Directions for this task:
Report each line of the listing below that contains the string "life", copying every such line in full. Case counts.

Stored data:
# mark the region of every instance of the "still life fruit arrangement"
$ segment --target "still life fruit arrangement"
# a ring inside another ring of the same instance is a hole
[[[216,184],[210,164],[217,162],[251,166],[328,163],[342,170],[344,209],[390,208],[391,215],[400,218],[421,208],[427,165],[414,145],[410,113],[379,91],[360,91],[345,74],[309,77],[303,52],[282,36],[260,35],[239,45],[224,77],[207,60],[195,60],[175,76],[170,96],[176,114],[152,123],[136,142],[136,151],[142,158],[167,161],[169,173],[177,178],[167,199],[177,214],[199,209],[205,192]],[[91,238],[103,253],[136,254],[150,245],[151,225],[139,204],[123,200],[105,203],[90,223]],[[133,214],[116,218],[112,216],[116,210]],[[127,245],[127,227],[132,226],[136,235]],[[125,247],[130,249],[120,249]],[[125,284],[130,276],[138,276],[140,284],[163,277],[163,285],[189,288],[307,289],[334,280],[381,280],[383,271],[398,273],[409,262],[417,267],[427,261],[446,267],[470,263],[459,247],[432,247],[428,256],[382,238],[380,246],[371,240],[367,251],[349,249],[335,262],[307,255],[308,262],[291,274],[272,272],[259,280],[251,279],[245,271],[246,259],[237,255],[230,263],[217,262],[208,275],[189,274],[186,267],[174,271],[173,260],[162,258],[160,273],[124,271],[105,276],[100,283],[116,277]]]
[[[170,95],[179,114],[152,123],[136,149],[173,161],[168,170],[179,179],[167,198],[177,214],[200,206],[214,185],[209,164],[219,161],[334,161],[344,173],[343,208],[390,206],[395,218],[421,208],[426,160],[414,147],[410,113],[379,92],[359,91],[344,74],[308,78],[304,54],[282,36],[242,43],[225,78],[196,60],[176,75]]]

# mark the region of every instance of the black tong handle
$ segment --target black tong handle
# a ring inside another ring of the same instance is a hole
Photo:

Solution for this task:
# mark the region of every instance of the "still life fruit arrangement"
$ segment --target "still life fruit arrangement"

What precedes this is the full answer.